* PROBLEM REQUIREMENTS:
Repeat the data below line for line with no changes, leaving out the pictures.

Dataset entries:
:::::

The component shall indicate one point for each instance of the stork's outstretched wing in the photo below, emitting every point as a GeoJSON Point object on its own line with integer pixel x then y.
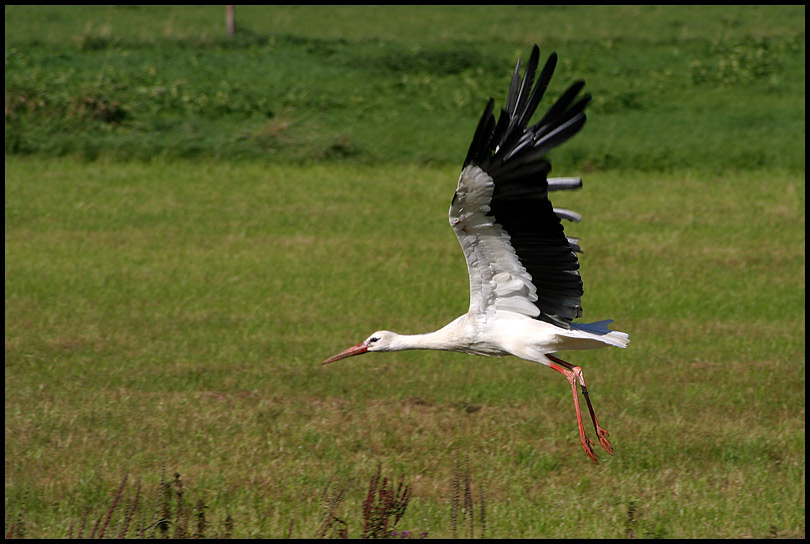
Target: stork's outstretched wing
{"type": "Point", "coordinates": [518, 256]}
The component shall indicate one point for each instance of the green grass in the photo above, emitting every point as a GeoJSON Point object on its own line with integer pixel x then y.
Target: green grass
{"type": "Point", "coordinates": [670, 86]}
{"type": "Point", "coordinates": [173, 281]}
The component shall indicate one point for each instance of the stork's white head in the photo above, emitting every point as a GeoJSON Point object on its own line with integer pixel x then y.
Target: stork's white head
{"type": "Point", "coordinates": [379, 341]}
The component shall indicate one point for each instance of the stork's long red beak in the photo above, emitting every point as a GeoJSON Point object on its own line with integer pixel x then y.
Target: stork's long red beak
{"type": "Point", "coordinates": [354, 350]}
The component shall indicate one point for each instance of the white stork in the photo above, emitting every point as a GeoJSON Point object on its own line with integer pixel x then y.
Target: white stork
{"type": "Point", "coordinates": [525, 287]}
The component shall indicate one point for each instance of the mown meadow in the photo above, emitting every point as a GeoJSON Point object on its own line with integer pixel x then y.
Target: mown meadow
{"type": "Point", "coordinates": [194, 222]}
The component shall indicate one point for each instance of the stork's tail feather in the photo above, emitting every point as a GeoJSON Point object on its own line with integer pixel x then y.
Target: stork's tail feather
{"type": "Point", "coordinates": [604, 333]}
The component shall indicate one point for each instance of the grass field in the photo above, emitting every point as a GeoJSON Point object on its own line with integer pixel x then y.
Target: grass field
{"type": "Point", "coordinates": [193, 224]}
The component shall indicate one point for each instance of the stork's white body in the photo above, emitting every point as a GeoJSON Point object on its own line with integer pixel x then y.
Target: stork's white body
{"type": "Point", "coordinates": [525, 287]}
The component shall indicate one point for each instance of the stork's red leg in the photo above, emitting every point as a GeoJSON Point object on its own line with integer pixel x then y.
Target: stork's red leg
{"type": "Point", "coordinates": [576, 372]}
{"type": "Point", "coordinates": [587, 444]}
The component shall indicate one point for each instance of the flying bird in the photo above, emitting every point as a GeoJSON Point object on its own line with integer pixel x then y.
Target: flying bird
{"type": "Point", "coordinates": [525, 285]}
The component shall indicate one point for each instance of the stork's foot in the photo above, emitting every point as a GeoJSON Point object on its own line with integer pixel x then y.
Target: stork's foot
{"type": "Point", "coordinates": [587, 445]}
{"type": "Point", "coordinates": [603, 434]}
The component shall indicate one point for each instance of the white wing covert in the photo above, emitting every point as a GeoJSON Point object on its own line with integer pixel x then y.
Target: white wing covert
{"type": "Point", "coordinates": [518, 257]}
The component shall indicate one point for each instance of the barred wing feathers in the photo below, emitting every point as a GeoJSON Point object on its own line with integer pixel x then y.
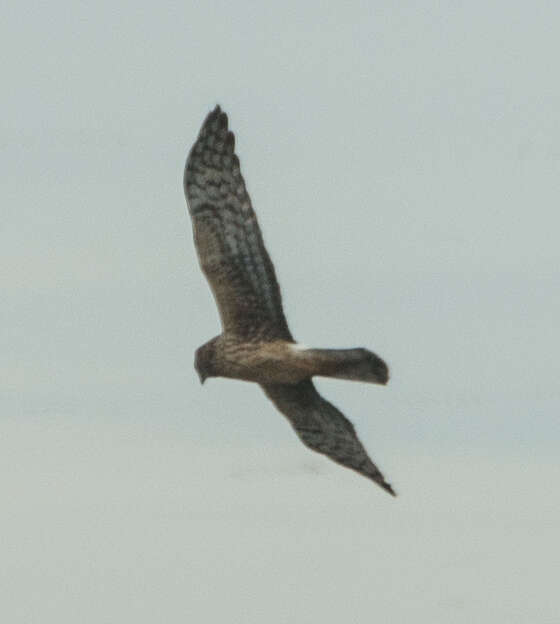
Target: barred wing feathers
{"type": "Point", "coordinates": [323, 428]}
{"type": "Point", "coordinates": [228, 239]}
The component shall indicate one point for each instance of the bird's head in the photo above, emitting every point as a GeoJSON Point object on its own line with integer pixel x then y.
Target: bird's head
{"type": "Point", "coordinates": [205, 360]}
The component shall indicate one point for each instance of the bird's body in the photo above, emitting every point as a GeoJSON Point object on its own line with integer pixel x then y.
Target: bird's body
{"type": "Point", "coordinates": [256, 344]}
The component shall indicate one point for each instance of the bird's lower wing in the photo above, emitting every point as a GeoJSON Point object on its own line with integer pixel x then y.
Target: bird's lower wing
{"type": "Point", "coordinates": [323, 428]}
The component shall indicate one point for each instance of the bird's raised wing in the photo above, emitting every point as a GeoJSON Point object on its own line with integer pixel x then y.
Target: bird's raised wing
{"type": "Point", "coordinates": [228, 239]}
{"type": "Point", "coordinates": [323, 428]}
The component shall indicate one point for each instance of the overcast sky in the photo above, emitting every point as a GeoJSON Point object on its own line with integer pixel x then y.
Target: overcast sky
{"type": "Point", "coordinates": [404, 163]}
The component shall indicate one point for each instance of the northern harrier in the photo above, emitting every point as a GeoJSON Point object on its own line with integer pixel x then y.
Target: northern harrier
{"type": "Point", "coordinates": [256, 344]}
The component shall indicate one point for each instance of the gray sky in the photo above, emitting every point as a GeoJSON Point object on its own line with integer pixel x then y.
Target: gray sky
{"type": "Point", "coordinates": [404, 162]}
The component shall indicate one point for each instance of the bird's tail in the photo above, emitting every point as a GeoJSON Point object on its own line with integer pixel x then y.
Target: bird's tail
{"type": "Point", "coordinates": [354, 364]}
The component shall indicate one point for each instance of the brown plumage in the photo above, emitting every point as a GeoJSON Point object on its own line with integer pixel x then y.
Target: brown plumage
{"type": "Point", "coordinates": [256, 343]}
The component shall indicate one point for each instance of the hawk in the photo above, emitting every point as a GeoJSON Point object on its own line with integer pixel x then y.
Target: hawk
{"type": "Point", "coordinates": [256, 344]}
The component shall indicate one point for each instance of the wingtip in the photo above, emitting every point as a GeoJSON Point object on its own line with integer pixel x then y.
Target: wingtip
{"type": "Point", "coordinates": [387, 487]}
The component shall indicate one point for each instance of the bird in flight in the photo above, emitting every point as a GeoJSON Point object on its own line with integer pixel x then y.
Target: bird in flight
{"type": "Point", "coordinates": [256, 344]}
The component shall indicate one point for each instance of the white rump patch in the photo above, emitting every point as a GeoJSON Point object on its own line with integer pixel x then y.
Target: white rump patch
{"type": "Point", "coordinates": [298, 346]}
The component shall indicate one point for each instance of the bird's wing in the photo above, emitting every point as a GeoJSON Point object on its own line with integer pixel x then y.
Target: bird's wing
{"type": "Point", "coordinates": [323, 428]}
{"type": "Point", "coordinates": [228, 240]}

:::::

* EXERCISE ANSWER:
The component shall indicate one point for each instance of the stork's outstretched wing in the photo below, emitting every point as a GeoJSON Point object on its own line with integer pixel x then y.
Target: stork's outstretched wing
{"type": "Point", "coordinates": [518, 256]}
The component shall indicate one point for each instance of the green grass in the photo above, emitting every point as a GeoJSON Point object on its own line with integer pixel x then y.
Target: green grass
{"type": "Point", "coordinates": [670, 86]}
{"type": "Point", "coordinates": [173, 281]}
The component shall indicate one point for each instance of the stork's white head in the photo above, emitting every point as a GeoJSON Point object on its own line with integer pixel x then y.
Target: stork's white head
{"type": "Point", "coordinates": [379, 341]}
The component shall indicate one point for each instance of the stork's long red beak in the photo above, emitting every point as a GeoJSON Point object on its own line with integer pixel x then y.
Target: stork's long red beak
{"type": "Point", "coordinates": [354, 350]}
The component shall indicate one point for each instance of the white stork in the photo above, emitting every point as a GeoJSON Point object on its own line with integer pixel x then y.
Target: white stork
{"type": "Point", "coordinates": [525, 287]}
The component shall indicate one point for each instance of the mown meadow in the photo above, emitting every point as a GeoJSON Point object on its own line with integer pixel x then y.
Target: mown meadow
{"type": "Point", "coordinates": [194, 222]}
The component shall indicate one point for each instance of the stork's tail feather in the photo above, emitting every point as a GeoJSON Point object on its own line with integer pixel x then y.
Target: stork's tail feather
{"type": "Point", "coordinates": [604, 333]}
The component shall indicate one point for each instance of the grass field in the photo above, emitting every point as a GeoJSON Point object on its own line with integer pixel x then y.
Target: grass field
{"type": "Point", "coordinates": [193, 224]}
The component shall indicate one point for each instance of the stork's white body in the photo above, emitting every point as a GeoJSON Point object on its own line with integer pixel x then y.
Target: stork's white body
{"type": "Point", "coordinates": [525, 287]}
The component shall indicate one point for each instance of the stork's red leg in the photo above, emitting every point as a GeoJSON Point object on its own line with integer pixel x then y.
Target: stork's red leg
{"type": "Point", "coordinates": [576, 372]}
{"type": "Point", "coordinates": [587, 444]}
The component shall indicate one point for each instance of the flying bird in the photo above, emitting every point as a GeoJSON Point object on its own line with integer pixel x then y.
Target: flying bird
{"type": "Point", "coordinates": [525, 285]}
The component shall indicate one point for each instance of the stork's foot in the photo above, emitting every point as a GeoJSON Point object on its own line with integer pixel x then y.
Target: stork's foot
{"type": "Point", "coordinates": [587, 445]}
{"type": "Point", "coordinates": [603, 434]}
The component shall indicate one point for each instance of the white wing covert in the photo above, emitting every point as a GeoJSON Point object on its own line with integer pixel x then y.
Target: white wing covert
{"type": "Point", "coordinates": [518, 257]}
The component shall indicate one point for each instance of the barred wing feathers in the photo below, emitting every point as a GeoJSON Point object on its own line with integer pixel x then y.
Target: barred wing feathers
{"type": "Point", "coordinates": [323, 428]}
{"type": "Point", "coordinates": [228, 239]}
The component shall indicate one point for each instance of the bird's head in the photo above, emitting every point as a GeoJSON Point object on its own line with integer pixel x then y.
Target: bird's head
{"type": "Point", "coordinates": [205, 360]}
The component shall indicate one point for each instance of the bird's body in the photo above, emitting every point as a GeoJSON Point object on its own line with integer pixel x then y.
Target: bird's body
{"type": "Point", "coordinates": [256, 344]}
The component shall indicate one point for each instance of the bird's lower wing in the photo above, emitting every point as a GeoJSON Point object on its own line with integer pixel x then y.
Target: bird's lower wing
{"type": "Point", "coordinates": [323, 428]}
The component shall indicate one point for each instance of the bird's raised wing in the photo above, emitting every point as a GeoJSON Point object on its own line with integer pixel x then y.
Target: bird's raised wing
{"type": "Point", "coordinates": [228, 239]}
{"type": "Point", "coordinates": [323, 428]}
The component shall indicate one point for each instance of the overcast sky in the photo above, emitting every point as a GeoJSON Point object on its own line with integer pixel x then y.
Target: overcast sky
{"type": "Point", "coordinates": [404, 163]}
The component shall indicate one point for each instance of the northern harrier in the photo above, emitting every point as a GeoJSON Point object on its own line with integer pixel x then y.
Target: northern harrier
{"type": "Point", "coordinates": [256, 344]}
The component shall indicate one point for each instance of the gray sky in the photo above, emitting every point as a GeoJSON Point object on its own line with integer pixel x then y.
Target: gray sky
{"type": "Point", "coordinates": [404, 162]}
The component shall indicate one point for each instance of the bird's tail in the photo above, emitting every point as a GeoJSON Point object on its own line with integer pixel x then y.
Target: bird's tail
{"type": "Point", "coordinates": [354, 364]}
The component shall indicate one point for each instance of the brown plumage in the photo above, emitting every point as a GeoJSON Point object on its own line with integer pixel x then y.
Target: brown plumage
{"type": "Point", "coordinates": [256, 343]}
The component shall indicate one point for each instance of the hawk in the photo above, emitting every point as a GeoJSON Point object on its own line with integer pixel x then y.
Target: hawk
{"type": "Point", "coordinates": [256, 344]}
The component shall indicate one point for each instance of the wingtip in the photo above, emitting every point as a GeoJSON Point object on its own line with integer pixel x then y.
Target: wingtip
{"type": "Point", "coordinates": [387, 487]}
The component shall indicate one point for each instance of the bird in flight in the photo above, emitting every point as a GeoJSON Point object on its own line with integer pixel x then y.
Target: bird in flight
{"type": "Point", "coordinates": [256, 344]}
The component shall indicate one point for each instance of the white rump patch in the photo above, emitting every point as a GeoJSON Point object on its own line with integer pixel x then y.
Target: white rump patch
{"type": "Point", "coordinates": [298, 346]}
The component shall indicate one point for each instance of the bird's wing in the photo above, emitting every point as a GeoJSON Point object on its own line with integer pixel x then y.
Target: bird's wing
{"type": "Point", "coordinates": [323, 428]}
{"type": "Point", "coordinates": [228, 240]}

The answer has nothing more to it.